STATED EXERCISE >> Write out all of the records below word for word and line for line, leaving out the pictures.
---+---
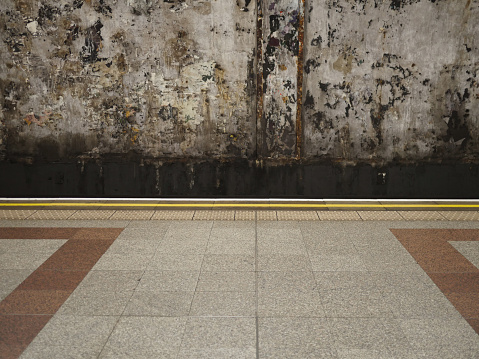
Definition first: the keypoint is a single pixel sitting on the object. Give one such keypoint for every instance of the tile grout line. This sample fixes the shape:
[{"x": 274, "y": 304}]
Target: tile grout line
[
  {"x": 256, "y": 276},
  {"x": 123, "y": 311}
]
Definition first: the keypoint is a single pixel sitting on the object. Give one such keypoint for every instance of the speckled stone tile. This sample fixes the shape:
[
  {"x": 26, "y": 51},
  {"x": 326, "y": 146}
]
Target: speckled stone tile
[
  {"x": 91, "y": 302},
  {"x": 132, "y": 215},
  {"x": 12, "y": 214},
  {"x": 76, "y": 331},
  {"x": 266, "y": 216},
  {"x": 380, "y": 216},
  {"x": 169, "y": 281},
  {"x": 173, "y": 215},
  {"x": 339, "y": 216},
  {"x": 145, "y": 337},
  {"x": 214, "y": 215},
  {"x": 37, "y": 233},
  {"x": 17, "y": 332},
  {"x": 421, "y": 215},
  {"x": 295, "y": 338},
  {"x": 297, "y": 215},
  {"x": 245, "y": 215},
  {"x": 215, "y": 334},
  {"x": 52, "y": 214},
  {"x": 228, "y": 262},
  {"x": 223, "y": 304},
  {"x": 152, "y": 302},
  {"x": 460, "y": 215},
  {"x": 226, "y": 282},
  {"x": 94, "y": 214}
]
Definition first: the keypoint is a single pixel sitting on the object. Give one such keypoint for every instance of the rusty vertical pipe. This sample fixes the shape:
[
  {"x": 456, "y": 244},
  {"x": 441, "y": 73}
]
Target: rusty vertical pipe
---+---
FINISHED ANSWER >>
Definition first: the keypoint is a single pixel sitting on the object. Give one such keypoint for every instance of the tile grout line. This sample fixes the shape:
[{"x": 274, "y": 304}]
Target: tile grout line
[
  {"x": 256, "y": 276},
  {"x": 123, "y": 311}
]
Definition first: the keypoint is a single pixel sitting on the object. Give one such keypoint for every instance of the speckled stone tile. This sample fixes the shape:
[
  {"x": 26, "y": 51},
  {"x": 326, "y": 146}
]
Target: speckled stone tile
[
  {"x": 91, "y": 302},
  {"x": 132, "y": 215},
  {"x": 12, "y": 214},
  {"x": 76, "y": 331},
  {"x": 266, "y": 216},
  {"x": 380, "y": 216},
  {"x": 169, "y": 281},
  {"x": 173, "y": 215},
  {"x": 339, "y": 216},
  {"x": 145, "y": 337},
  {"x": 214, "y": 215},
  {"x": 37, "y": 233},
  {"x": 17, "y": 332},
  {"x": 421, "y": 215},
  {"x": 295, "y": 338},
  {"x": 297, "y": 215},
  {"x": 245, "y": 215},
  {"x": 215, "y": 334},
  {"x": 52, "y": 214},
  {"x": 228, "y": 262},
  {"x": 223, "y": 304},
  {"x": 152, "y": 302},
  {"x": 460, "y": 215},
  {"x": 226, "y": 282},
  {"x": 94, "y": 214}
]
Definition first: the keypoint is a single pixel sitting on the object. Give one such keypoint for every instance of the rusty vertical pipe. This sample fixes the shape:
[
  {"x": 456, "y": 244},
  {"x": 441, "y": 73}
]
Target: rusty vertical pipe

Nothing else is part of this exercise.